• [Information shown]
☆ ☆ ☆ ☆

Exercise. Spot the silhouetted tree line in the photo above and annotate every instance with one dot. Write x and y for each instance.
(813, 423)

☆ ☆ ☆ ☆

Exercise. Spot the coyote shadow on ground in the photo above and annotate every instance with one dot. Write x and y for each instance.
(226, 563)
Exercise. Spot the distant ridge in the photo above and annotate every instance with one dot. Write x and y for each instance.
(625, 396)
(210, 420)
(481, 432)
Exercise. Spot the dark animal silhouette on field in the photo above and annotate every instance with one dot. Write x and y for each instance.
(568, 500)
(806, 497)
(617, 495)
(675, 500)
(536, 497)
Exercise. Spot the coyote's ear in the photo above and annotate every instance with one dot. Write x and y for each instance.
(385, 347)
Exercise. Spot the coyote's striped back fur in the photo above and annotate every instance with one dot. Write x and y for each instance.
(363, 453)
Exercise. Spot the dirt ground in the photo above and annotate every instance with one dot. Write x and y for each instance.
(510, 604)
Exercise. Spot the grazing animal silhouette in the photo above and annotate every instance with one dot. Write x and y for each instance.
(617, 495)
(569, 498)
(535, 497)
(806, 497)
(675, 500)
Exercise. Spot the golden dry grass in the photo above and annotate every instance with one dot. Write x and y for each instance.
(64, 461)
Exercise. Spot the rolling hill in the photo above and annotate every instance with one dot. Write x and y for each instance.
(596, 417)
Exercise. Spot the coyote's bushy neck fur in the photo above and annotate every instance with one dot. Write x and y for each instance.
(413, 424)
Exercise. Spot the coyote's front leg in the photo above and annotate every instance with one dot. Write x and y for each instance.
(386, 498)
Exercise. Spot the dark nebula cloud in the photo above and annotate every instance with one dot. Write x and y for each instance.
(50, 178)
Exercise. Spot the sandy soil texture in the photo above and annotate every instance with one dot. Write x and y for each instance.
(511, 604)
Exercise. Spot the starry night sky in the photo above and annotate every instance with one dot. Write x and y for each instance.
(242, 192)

☆ ☆ ☆ ☆

• [Job]
Select each row above that contains the word "animal" and copy those rows out. Case counts.

• [Finished task]
Exercise. Spot the dark animal silhouette on field in the photo above and annotate every instance with one dot. Write x and y for each instance.
Exercise. Spot the grazing animal silhouette in the photo above and annotate every instance with one dot. Write x and y for each instance.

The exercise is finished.